- [SET EXERCISE] Please format the records as a two-column CSV with the headers "text" and "answer", starting with the line containing "The client would like the exposed" and going on through the line containing "[[1223, 274, 1270, 305]]". Give one row per record, enclose each field in double quotes, and replace any line breaks with spaces.

(Excerpts from a detection dataset)
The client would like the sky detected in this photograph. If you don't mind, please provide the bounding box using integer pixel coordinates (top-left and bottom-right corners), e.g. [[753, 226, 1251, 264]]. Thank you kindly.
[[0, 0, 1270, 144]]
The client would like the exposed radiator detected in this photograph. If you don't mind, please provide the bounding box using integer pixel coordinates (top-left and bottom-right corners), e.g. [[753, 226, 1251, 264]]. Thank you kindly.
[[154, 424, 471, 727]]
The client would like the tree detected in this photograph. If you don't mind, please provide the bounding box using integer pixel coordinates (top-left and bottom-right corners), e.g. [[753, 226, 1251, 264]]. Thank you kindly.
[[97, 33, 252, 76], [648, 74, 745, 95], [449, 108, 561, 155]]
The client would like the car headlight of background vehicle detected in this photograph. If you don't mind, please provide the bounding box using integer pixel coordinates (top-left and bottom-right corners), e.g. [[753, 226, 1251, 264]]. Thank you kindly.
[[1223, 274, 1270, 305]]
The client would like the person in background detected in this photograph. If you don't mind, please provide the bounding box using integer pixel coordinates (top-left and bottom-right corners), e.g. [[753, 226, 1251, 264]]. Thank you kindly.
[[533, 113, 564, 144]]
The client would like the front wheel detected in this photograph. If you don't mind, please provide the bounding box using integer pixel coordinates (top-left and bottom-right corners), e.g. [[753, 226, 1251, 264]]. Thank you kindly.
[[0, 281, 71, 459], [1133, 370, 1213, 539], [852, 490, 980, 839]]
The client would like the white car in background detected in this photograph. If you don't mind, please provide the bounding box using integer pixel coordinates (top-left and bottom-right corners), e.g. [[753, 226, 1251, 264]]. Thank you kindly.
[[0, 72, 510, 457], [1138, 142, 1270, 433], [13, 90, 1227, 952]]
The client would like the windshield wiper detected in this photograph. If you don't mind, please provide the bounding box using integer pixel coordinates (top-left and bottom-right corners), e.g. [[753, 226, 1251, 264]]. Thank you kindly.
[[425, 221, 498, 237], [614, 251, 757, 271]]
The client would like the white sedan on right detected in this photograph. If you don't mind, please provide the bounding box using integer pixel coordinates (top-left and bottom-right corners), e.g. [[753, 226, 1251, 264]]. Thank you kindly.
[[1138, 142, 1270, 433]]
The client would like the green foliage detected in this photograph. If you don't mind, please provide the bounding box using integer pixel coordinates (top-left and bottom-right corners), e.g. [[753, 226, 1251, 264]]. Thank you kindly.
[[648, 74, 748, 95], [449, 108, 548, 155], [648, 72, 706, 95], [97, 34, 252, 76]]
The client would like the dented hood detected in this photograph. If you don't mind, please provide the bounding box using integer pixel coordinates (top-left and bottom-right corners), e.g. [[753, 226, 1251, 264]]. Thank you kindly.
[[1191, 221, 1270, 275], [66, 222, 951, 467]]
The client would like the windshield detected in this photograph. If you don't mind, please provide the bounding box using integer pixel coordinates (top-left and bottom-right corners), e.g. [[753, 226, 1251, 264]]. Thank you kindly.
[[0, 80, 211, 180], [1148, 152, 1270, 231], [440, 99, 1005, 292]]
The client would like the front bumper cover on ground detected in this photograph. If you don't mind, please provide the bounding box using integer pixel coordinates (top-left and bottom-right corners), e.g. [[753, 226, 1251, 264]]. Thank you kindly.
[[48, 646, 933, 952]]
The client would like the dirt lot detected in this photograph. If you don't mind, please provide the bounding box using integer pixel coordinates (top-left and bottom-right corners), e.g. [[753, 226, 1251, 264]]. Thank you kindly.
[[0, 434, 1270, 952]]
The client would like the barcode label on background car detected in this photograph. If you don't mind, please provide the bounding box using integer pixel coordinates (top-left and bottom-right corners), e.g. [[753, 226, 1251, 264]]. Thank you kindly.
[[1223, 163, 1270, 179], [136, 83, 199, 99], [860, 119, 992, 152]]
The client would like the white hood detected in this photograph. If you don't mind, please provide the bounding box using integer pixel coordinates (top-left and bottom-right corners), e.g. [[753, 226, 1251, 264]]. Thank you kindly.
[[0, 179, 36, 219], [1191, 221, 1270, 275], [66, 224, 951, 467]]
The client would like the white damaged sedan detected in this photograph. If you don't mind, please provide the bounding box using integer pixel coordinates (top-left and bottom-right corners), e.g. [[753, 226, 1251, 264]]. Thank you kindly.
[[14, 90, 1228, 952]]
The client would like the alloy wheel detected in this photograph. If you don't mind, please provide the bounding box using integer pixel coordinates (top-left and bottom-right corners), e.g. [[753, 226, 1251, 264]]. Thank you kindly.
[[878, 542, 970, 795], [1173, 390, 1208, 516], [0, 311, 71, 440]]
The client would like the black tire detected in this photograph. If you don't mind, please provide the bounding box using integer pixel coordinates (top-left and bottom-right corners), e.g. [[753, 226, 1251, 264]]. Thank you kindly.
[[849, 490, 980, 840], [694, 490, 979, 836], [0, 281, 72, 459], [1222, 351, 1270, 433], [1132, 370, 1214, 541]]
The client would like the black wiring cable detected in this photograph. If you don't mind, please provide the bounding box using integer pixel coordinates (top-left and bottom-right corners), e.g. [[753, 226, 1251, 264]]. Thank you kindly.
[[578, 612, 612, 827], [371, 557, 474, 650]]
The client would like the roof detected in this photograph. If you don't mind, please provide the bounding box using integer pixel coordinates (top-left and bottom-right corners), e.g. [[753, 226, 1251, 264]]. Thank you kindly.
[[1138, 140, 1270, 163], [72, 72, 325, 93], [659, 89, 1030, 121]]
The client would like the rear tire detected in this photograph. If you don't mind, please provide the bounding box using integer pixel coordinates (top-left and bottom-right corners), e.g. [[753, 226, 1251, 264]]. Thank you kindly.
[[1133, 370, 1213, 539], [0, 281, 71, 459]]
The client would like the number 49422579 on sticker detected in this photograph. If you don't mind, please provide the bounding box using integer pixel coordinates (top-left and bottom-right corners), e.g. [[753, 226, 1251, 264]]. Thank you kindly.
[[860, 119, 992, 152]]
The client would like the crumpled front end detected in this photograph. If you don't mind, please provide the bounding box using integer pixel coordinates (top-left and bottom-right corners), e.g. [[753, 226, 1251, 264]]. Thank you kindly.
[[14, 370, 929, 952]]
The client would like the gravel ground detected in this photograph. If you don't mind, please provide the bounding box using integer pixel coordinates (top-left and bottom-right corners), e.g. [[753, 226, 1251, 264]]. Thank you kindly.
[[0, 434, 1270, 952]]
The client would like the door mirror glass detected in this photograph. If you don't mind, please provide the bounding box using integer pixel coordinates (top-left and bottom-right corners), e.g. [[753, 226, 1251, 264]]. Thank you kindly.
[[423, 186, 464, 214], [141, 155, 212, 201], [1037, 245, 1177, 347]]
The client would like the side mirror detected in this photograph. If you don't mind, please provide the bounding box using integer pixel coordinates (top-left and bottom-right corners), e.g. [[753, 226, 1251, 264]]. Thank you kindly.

- [FULL ANSWER]
text,answer
"The client would like the exposed radiator detected in this photograph. If you don't mind, please provide the bounding box using integer pixel coordinates (top-left and bottom-right corners), e.g. [[753, 226, 1251, 264]]. Thank you kindly.","[[154, 424, 471, 727]]"
"The client would like the tree detected in this photograph. If you don't mind, please provide the bounding box using integer pixel coordinates (top-left and bottom-right corners), e.g. [[753, 226, 1251, 264]]. Thank you kindly.","[[97, 33, 252, 76], [648, 74, 745, 95], [449, 108, 561, 155]]"
"The client would like the car headlight of background vehicle detected in this photograph. If you don't mind, please provide the bounding box using integer pixel coordinates (top-left and bottom-right corners), e.g. [[753, 226, 1251, 264]]. Thank you kindly.","[[1223, 274, 1270, 305]]"